■ **YOUR GOAL**: Every record below is to be reproduced exactly.

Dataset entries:
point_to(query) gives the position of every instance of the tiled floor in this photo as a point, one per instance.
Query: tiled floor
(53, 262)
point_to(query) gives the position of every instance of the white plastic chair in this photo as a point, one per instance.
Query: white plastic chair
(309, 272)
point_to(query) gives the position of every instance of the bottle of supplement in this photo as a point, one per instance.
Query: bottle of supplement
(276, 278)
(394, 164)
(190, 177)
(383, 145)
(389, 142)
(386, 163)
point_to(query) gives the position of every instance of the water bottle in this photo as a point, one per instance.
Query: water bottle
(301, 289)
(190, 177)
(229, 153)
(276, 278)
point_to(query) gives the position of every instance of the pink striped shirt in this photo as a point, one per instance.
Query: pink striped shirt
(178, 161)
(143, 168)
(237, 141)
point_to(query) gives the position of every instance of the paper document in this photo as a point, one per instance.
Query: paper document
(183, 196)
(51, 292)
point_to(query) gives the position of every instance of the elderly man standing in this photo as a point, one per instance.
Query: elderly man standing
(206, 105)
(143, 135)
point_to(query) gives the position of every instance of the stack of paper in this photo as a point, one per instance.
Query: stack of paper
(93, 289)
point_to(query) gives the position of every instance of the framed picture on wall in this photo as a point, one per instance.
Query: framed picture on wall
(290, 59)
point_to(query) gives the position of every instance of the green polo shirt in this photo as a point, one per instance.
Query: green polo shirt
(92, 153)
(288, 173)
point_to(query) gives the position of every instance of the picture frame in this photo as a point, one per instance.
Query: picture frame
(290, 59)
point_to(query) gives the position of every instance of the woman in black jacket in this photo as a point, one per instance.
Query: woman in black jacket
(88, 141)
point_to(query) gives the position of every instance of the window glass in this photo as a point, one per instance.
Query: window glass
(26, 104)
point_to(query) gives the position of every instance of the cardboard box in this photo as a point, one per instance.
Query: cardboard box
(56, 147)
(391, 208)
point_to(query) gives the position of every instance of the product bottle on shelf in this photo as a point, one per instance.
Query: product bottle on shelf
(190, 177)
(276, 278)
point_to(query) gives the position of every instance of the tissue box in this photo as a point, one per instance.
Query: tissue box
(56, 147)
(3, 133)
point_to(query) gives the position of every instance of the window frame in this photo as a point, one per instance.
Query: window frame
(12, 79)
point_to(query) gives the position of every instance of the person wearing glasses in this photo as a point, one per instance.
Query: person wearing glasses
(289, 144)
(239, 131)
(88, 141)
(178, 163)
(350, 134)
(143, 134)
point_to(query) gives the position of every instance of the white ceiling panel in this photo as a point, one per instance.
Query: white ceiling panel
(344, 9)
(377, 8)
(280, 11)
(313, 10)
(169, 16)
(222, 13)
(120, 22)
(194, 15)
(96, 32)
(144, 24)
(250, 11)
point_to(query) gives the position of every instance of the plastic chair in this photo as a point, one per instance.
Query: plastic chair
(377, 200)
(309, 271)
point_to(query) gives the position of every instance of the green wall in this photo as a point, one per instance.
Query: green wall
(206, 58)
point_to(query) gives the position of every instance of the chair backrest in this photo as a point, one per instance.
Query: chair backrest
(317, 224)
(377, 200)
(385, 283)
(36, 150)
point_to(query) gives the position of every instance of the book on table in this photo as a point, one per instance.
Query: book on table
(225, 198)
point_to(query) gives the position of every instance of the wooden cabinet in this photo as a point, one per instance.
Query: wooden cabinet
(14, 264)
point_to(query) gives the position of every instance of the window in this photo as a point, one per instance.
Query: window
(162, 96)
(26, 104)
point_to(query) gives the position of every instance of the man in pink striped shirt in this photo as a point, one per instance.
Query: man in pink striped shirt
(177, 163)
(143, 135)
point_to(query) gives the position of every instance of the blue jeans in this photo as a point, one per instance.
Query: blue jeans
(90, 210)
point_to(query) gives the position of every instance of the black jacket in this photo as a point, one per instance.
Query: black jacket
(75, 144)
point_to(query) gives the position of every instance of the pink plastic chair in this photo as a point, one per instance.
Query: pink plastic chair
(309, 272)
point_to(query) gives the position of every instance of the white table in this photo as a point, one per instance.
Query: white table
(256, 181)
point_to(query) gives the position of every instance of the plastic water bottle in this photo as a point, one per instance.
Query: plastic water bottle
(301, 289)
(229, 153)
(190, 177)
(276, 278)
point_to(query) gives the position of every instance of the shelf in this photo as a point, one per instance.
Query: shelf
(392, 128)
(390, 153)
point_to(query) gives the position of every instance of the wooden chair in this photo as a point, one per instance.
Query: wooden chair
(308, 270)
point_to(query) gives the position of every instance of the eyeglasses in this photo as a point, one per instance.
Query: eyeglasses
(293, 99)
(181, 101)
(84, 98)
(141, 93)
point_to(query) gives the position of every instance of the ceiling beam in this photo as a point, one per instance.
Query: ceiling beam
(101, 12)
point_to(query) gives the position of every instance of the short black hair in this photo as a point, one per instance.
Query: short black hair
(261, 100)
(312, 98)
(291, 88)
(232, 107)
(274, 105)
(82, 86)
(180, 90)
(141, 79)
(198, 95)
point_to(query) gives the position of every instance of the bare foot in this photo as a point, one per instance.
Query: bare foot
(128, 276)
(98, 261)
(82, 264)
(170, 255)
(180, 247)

■ **OUTPUT OF THE TASK**:
point_to(query) gives the position of every instance of the tiled floor in this photo as a point, one per instance.
Query: tiled floor
(53, 262)
point_to(query) gives the position of every instance of the white plastic chair in this photo as a point, one per instance.
Query: white plastic chair
(309, 272)
point_to(query) gives the position of every instance of the bottle of supplement in this photo as a point, one per instance.
Query: bottle of supplement
(276, 278)
(394, 164)
(190, 177)
(383, 145)
(389, 142)
(386, 163)
point_to(query) gives the position of every instance of the water bottle in this photo as a point, one per instance.
Query: water bottle
(301, 289)
(190, 177)
(229, 153)
(276, 278)
point_to(query) gives the position of every instance of the pink striped shirt in this photo as a point, one per instance.
Query: pink striped shirt
(178, 161)
(143, 168)
(237, 141)
point_to(query) gives the position of every instance of the paper document in this photo as a point, one per instance.
Query: paper document
(183, 196)
(51, 292)
point_to(query) gives the position of every instance of the elderly man standing in this photo as a point, one per instance.
Query: elderly man standing
(206, 105)
(143, 135)
point_to(query) gives the position of every instance of the stack of paper in this photo as a point, one per instance.
Query: stack of paper
(93, 289)
point_to(query) gives the position of every instance of the framed picture on wall in this photo as a point, one per instance.
Query: framed picture on wall
(290, 59)
point_to(query) gives the position of every instance of the green polo shirt in this photo as a point, one per instance.
Query: green polo shirt
(92, 153)
(288, 173)
point_to(query) gives the position of every instance of the picture frame in this photo as a point, one per instance.
Query: picture frame
(290, 59)
point_to(query) gives the position of every instance of the woman in black jacket in this photo as a point, one per instance.
Query: woman in black jacket
(88, 141)
point_to(query) gives the position of every instance of the window glass in this photo as a point, one per instance.
Query: window glass
(26, 104)
point_to(query) gives the position of every instance of the cardboard box in this photo as a point, one per instance.
Query: cardboard box
(56, 147)
(391, 208)
point_to(query) gives the position of every instance of the product bottle on shelf in this photo as a point, one per instance.
Query: product bottle on shelf
(190, 177)
(276, 278)
point_to(query) gives the position of every instance of the tissue box in this photo as a point, one per instance.
Query: tissue box
(56, 147)
(3, 133)
point_to(query) gives the position of every instance of the window frame in this photo as a point, one per instance.
Query: window frame
(12, 79)
point_to(query) gives the position of every instance of the person wearing glasses in this photo as a point, one per instance.
Query: person wearing glasses
(289, 144)
(239, 131)
(88, 141)
(178, 163)
(350, 134)
(143, 134)
point_to(query) gives the position of every instance of the white ceiling panel in this photo as a point, one per instance.
Query: white ceiling panel
(344, 9)
(377, 8)
(280, 11)
(313, 10)
(169, 16)
(222, 13)
(120, 22)
(194, 15)
(96, 32)
(144, 24)
(250, 11)
point_to(query) gives the position of every instance of the plastic chair in this photo as a point, one per instance.
Query: plastic chair
(377, 200)
(309, 271)
point_to(query) gives the position of every instance of the green wall in this photo as a point, one per instance.
Query: green wall
(206, 58)
point_to(query) gives the position of every instance of the chair backrest in this photo as a point, one per instance.
Query: chair backrest
(317, 224)
(377, 200)
(385, 283)
(36, 150)
point_to(query) gives the position of every instance of the book on table in this photo as a point, one per instance.
Query: book on table
(225, 198)
point_to(query) gives the position of every instance of the wooden cabinet in this photo as a point, one per instance.
Query: wooden cabinet
(14, 264)
point_to(query) gives the position of every instance of the window in this photo as a point, one per instance.
Query: window
(162, 96)
(26, 104)
point_to(query) gives the position of every instance of the man in pink striped shirt in this photo as a point, one per instance.
Query: man in pink striped shirt
(177, 163)
(143, 135)
point_to(query) gives the position of every instance of the blue jeans in this photo as a point, one per instance.
Query: blue jeans
(90, 210)
point_to(query) gives the position of every instance of the black jacket in this photo as a point, one per instance.
Query: black jacket
(75, 144)
point_to(query) gives the position of every instance of the pink plastic chair in this photo as a point, one per instance.
Query: pink plastic chair
(309, 272)
point_to(query) gives the position of every instance of the white table in this photo as a point, one per instance.
Query: white table
(256, 181)
point_to(query) gives the position of every instance of the plastic water bottle in this photo as a point, one per instance.
Query: plastic water bottle
(301, 289)
(229, 153)
(190, 177)
(276, 278)
point_to(query) gives the position of every instance of the shelf in this photo as a point, one per instance.
Query: shelf
(392, 128)
(390, 153)
point_to(query) gives the position of every instance of the wooden chair in this photo as a point, one per instance.
Query: wooden chair
(308, 270)
point_to(query) gives the position of every instance of the eyeglasses in this photo as a point, one per instance.
Query: eyeglasses
(293, 99)
(181, 101)
(84, 98)
(141, 93)
point_to(query) gives the position of every instance of the ceiling beam in this photo as a point, one per instance.
Query: ceiling beam
(101, 12)
point_to(query) gives the position of every instance of the short black hair in this photo as a point, one per instance.
Query: short black hair
(261, 100)
(312, 98)
(291, 88)
(232, 107)
(274, 105)
(82, 86)
(180, 90)
(141, 79)
(198, 95)
point_to(query) gives the position of every instance of the bare foot in this photo as a point, one per instance.
Query: bare foot
(128, 276)
(98, 261)
(82, 264)
(170, 255)
(180, 247)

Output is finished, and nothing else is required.